— START —

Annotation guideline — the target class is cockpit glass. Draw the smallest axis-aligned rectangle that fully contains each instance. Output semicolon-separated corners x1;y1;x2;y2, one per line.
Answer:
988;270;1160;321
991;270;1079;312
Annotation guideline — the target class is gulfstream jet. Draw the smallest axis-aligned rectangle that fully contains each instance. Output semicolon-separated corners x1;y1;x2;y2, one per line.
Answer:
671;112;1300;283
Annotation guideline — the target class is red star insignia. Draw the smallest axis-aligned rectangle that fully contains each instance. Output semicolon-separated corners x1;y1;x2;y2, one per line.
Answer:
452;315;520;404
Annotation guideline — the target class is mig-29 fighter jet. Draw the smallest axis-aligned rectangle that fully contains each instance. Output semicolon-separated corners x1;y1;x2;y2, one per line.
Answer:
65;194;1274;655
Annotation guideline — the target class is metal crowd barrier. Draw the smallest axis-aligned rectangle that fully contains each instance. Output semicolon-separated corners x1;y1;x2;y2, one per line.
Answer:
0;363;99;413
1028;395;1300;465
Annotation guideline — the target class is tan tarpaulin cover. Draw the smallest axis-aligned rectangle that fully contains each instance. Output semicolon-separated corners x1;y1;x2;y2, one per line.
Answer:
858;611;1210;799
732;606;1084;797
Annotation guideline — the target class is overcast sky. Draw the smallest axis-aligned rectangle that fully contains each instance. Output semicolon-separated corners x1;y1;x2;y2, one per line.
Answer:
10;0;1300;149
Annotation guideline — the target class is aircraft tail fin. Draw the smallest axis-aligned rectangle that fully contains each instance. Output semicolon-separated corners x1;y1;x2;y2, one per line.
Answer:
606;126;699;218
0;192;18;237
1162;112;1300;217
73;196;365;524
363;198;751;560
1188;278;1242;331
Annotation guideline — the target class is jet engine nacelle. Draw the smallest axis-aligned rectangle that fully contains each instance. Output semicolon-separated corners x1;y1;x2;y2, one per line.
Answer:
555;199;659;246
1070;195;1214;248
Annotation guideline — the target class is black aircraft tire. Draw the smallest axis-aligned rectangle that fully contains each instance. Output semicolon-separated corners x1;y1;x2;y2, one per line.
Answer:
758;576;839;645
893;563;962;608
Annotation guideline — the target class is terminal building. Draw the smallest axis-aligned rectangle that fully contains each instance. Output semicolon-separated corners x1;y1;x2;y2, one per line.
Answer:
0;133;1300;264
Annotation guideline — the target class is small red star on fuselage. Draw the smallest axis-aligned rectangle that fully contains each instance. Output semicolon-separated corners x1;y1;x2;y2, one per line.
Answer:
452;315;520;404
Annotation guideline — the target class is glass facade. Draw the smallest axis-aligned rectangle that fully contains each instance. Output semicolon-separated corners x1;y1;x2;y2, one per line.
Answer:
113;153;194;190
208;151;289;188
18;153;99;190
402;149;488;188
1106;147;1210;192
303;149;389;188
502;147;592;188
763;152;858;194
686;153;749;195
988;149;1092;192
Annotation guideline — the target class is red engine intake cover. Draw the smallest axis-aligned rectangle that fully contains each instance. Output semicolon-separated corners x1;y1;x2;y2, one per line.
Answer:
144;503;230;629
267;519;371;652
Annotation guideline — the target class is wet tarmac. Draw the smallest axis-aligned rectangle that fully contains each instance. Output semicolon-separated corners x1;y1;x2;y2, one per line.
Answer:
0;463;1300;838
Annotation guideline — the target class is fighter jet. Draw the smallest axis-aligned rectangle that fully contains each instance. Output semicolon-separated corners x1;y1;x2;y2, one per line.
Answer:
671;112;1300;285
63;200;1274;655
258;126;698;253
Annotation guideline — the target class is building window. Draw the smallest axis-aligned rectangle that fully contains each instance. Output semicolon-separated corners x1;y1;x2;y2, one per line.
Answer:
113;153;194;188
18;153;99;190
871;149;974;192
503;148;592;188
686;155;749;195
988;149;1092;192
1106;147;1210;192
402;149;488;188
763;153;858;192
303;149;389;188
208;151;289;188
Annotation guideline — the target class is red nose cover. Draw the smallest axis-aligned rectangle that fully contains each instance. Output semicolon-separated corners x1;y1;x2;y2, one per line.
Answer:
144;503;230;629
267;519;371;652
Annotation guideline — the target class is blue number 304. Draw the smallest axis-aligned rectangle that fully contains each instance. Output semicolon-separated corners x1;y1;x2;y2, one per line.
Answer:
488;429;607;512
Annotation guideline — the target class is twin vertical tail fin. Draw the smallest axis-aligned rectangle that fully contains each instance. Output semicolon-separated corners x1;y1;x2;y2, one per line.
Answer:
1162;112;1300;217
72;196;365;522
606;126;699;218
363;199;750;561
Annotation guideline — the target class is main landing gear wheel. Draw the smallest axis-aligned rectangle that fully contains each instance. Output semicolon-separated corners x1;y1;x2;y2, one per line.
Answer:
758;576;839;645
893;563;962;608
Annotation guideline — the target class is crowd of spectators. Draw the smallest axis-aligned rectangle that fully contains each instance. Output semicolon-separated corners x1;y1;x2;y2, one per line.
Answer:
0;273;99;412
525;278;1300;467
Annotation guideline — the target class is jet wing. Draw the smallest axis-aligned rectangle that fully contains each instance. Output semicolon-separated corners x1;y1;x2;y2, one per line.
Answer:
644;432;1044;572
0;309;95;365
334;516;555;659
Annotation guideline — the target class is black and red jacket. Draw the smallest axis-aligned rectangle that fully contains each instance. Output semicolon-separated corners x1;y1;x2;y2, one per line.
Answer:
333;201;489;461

— END —

» **Exercise details**
Convert all the entries above into a two-column CSV with columns named instruction and boxes. Give one row per entry, with its text in instruction and its answer in boxes, each enclosed in double quotes and with any line breaks replaced by spaces.

» **Correct result**
instruction,boxes
"Annotation guideline — the target class is cockpit glass. Draw the smallest axis-aligned rectangle that fully contains each instance. Output semicolon-separated corners x1;y1;x2;y2, one per line. Answer:","988;270;1160;321 991;270;1079;312"
"Annotation guideline — the target class is gulfstream jet. Draw the smallest axis-aligned rectangle that fully contains each instance. Output semicolon-separated corners x1;y1;x2;y2, one per line. Answer:","671;112;1300;283"
"Annotation guideline — the target class is red star insignia. Draw the smallest axis-aligned rectangle that fully contains each instance. Output semicolon-separated corners x1;y1;x2;y2, one per line. Answer:","452;315;520;404"
"Annotation guideline — the target class is mig-29 fighter jet. Draw the smallest axis-aligned rectangle that fully contains each instance. Output semicolon-separated corners x1;y1;x2;y2, one per line. Answer:","65;194;1274;655"
"Annotation guideline — the target class is metal crowd barrier. Draw the smallest axis-aligned rectangle that fully contains each instance. Output semicolon-separated corners x1;y1;x2;y2, one per line. Answer:","0;363;99;413 1028;395;1300;465"
"Annotation guideline — the target class is tan tarpaulin cover. Draw the smallest axis-aligned rectangle that fully contains each instance. Output semicolon-separated corners x1;y1;x2;y2, one per line. Answer:","858;611;1210;799 732;606;1084;797"
"Annotation guideline — the target class is overcast sky. Draw the smallest axis-aligned rectangle that fully contains each instance. Output semicolon-separated corners x1;y1;x2;y2, one per line. Answer:","10;0;1300;149"
"Annotation guideline — the target class is aircraft tail fin. Draw the smallest axis-aligned rectangle that fully contains each instance. Output semicolon-separated corners x1;y1;x2;y2, one per line. Answer:","606;126;699;218 0;192;18;237 1162;112;1300;217 73;196;365;524 363;198;751;560 1188;278;1242;331"
"Annotation guideline — the target class is jet engine nacelle. Draw the smallest axis-aligned rectangle that fully contains each instance. Output semicolon-separated corners x1;y1;x2;y2, one per line. Answer:","555;199;659;246 1070;195;1214;248"
"Annotation guideline — the target class is black aircraft tire. Draw the smallest axis-aligned rectangle that fully contains each instance. Output semicolon-separated corners x1;y1;x2;y2, one per line. Answer:","758;576;839;645 893;563;962;608"
"Annotation guideline — the target class is terminal building. Draw the smallest axis-aligned rectangle that fully contains each instance. Output semicolon-separated corners x1;y1;x2;y2, one per line. Answer:","0;133;1300;264"
"Annotation guideline — the target class is small red star on fuselage. Draw the smallest axis-aligned rectangle that fully contains each instance. Output semicolon-separated corners x1;y1;x2;y2, one per line. Answer:","452;315;520;404"
"Annotation guideline — the target class is glass facade. Draw the smallest axis-aligned rectangle that fully contains each instance. Output semicolon-separated corners x1;y1;x2;y2, one per line. Answer:","113;153;194;190 208;151;289;188 18;153;99;190 402;149;488;188 1106;147;1210;192 303;149;389;188 502;147;592;188 763;152;858;194 686;153;749;195 988;149;1092;192"
"Annotation guideline — the target class is red engine intake cover. Draw the smallest axis-aligned rectangle that fully contains each instance. Output semicolon-separated corners x1;y1;x2;y2, one per line. Answer:","144;503;230;629 267;519;371;652"
"Annotation guideline — the target class is wet tarmac. Draw the smallest axis-aligned rectangle that fully contains each instance. Output semicolon-separated corners x1;y1;x2;y2, one per line. Answer:","0;463;1300;838"
"Annotation guideline — the target class is fighter jet. Draw the smallest axis-aligned rectangle that fully contains each instance. Output semicolon-separated corners x1;y1;x2;y2, one per line. Answer:","671;112;1300;285 63;200;1274;655 258;126;698;253"
"Annotation guideline — the target class is building window. Draw the smallest axis-aligned rectangle that fully contains each instance. Output semicolon-separated corners x1;y1;x2;y2, one per line. Answer:","113;153;194;188 18;153;99;190 871;149;974;192 503;148;592;188 686;155;749;195 988;149;1092;192 1106;147;1210;192 402;149;488;188 763;153;858;192 303;149;389;188 208;151;289;188"
"Annotation guideline — the target class is red nose cover. Draw the smallest axis-aligned rectangle that fully contains each instance. Output semicolon-separated corners x1;y1;x2;y2, one per line. Answer:","144;503;230;629 267;519;371;652"
"Annotation guideline — the target class is blue number 304. Draw the smallest axis-aligned rectangle that fully contains each instance. Output semicolon-separated corners x1;y1;x2;y2, one per line. Answer:","488;429;607;512"
"Annotation guideline — the target class is twin vertical tail fin. Draw the smallest axis-aligned rectangle that fully contains each instance. Output semicolon-separated corners x1;y1;x2;y2, one per line. Answer:","1162;112;1300;217 72;196;365;522 606;126;699;218 363;199;750;561"
"Annotation guideline — the target class is main landing gear wheel. Draw the smallest axis-aligned rectangle that fully contains each instance. Output semicolon-separated corners x1;y1;x2;y2, one per line. Answer:","758;576;839;645 893;563;962;608"
"Annotation guideline — the target class is crowd of spectators. Draw the smallest axis-aligned rectangle that fully contains each instance. Output semicolon-separated corners x1;y1;x2;y2, one per line. Answer:","0;273;99;412 525;278;1300;467"
"Annotation guideline — the target class is jet wing. Draw the smallest axis-aligned rectangle that fully contains each instance. Output semicolon-separated corners x1;y1;x2;y2, one per line. Answer:","644;432;1044;572 0;309;95;365 334;516;555;659"
"Annotation guideline — the target class is black and red jacket. Draw the smallest axis-aligned rectangle that fully contains each instance. Output semicolon-separated corners x1;y1;x2;y2, one per line. Answer:","333;201;489;461"